From the items below, give the lines that open with the one containing "Mark the city" and close with the one containing "point(160, 61)" as a numbered list, with no blank lines.

· · · · · · ·

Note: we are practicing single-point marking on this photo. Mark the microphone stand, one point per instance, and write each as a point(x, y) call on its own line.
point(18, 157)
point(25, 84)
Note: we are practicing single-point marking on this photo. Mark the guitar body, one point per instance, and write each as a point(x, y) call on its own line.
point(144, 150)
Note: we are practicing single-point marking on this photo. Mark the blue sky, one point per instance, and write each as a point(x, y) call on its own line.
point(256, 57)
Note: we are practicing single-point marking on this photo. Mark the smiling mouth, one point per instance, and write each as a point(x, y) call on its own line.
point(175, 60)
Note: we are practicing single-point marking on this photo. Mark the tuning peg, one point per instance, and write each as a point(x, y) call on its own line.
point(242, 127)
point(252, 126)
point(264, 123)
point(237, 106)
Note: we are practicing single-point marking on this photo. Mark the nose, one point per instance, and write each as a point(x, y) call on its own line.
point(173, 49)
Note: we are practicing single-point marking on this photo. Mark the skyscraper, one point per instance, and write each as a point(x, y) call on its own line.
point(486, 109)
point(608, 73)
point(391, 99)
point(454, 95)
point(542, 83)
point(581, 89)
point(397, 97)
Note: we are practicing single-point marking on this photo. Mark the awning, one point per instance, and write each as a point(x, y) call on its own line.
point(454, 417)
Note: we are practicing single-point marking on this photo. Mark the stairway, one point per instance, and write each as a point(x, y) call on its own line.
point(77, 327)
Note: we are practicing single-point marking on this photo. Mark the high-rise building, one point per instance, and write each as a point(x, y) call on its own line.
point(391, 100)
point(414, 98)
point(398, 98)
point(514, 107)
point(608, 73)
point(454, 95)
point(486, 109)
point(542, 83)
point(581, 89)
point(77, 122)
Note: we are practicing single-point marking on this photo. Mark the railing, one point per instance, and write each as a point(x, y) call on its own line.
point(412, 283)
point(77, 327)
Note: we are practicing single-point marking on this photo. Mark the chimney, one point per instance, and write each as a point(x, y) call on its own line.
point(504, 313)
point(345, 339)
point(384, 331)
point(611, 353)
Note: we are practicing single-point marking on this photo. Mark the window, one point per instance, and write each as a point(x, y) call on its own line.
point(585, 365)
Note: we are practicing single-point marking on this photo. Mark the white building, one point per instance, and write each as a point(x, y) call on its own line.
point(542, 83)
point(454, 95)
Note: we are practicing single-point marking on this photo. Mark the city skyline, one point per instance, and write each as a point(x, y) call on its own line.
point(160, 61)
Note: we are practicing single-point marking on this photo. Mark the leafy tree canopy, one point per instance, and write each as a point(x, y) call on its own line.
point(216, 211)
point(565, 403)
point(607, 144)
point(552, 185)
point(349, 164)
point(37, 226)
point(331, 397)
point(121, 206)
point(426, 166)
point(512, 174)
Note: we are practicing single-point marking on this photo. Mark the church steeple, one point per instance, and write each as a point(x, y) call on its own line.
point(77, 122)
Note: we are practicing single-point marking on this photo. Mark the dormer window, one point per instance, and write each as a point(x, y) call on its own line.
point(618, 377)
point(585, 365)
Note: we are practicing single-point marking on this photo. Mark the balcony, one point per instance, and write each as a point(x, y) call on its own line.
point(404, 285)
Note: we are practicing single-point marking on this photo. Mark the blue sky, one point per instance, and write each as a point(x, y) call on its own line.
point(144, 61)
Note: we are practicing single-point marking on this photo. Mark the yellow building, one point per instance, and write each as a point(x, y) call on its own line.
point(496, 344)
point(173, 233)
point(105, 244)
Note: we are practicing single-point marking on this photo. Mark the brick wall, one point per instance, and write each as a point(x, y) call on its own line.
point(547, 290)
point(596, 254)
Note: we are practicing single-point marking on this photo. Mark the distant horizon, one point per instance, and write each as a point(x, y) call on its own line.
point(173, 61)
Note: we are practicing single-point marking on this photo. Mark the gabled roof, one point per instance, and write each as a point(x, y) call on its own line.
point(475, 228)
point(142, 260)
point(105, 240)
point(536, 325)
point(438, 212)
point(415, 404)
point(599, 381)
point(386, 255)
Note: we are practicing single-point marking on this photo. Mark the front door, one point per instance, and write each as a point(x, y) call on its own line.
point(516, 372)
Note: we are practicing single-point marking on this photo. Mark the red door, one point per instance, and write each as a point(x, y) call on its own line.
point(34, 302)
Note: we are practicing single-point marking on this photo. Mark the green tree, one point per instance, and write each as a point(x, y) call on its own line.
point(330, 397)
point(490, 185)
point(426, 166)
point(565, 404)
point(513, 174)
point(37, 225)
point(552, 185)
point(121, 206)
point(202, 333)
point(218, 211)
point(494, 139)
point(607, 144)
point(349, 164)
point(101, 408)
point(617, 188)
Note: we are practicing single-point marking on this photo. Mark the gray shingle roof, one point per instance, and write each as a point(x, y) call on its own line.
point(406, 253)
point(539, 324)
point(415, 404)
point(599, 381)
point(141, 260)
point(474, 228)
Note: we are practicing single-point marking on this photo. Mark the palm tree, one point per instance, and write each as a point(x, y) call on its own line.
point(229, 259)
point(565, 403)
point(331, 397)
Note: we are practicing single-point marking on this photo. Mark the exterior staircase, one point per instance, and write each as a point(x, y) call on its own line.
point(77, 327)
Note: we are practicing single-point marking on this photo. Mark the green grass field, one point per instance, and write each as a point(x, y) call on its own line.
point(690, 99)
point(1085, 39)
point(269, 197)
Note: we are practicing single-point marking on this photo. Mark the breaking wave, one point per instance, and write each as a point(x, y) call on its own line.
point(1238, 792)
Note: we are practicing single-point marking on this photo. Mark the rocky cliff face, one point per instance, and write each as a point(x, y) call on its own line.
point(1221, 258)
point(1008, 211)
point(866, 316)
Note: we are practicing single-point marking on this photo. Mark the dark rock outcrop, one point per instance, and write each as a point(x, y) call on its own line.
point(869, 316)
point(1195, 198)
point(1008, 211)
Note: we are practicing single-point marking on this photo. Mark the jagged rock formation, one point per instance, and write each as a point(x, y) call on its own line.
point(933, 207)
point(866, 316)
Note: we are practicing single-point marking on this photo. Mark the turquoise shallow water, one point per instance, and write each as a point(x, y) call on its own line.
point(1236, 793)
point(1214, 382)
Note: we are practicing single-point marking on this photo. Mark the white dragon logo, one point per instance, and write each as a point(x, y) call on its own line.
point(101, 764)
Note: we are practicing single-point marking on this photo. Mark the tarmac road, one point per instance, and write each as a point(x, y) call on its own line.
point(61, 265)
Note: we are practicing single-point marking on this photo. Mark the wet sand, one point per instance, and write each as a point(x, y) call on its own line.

· · · · · · ·

* _Solution below_:
1. Note: we are practicing single-point marking on this photo. Mark the city skyline, one point per instance, and write each as a point(x, y) call on its own line.
2. point(160, 61)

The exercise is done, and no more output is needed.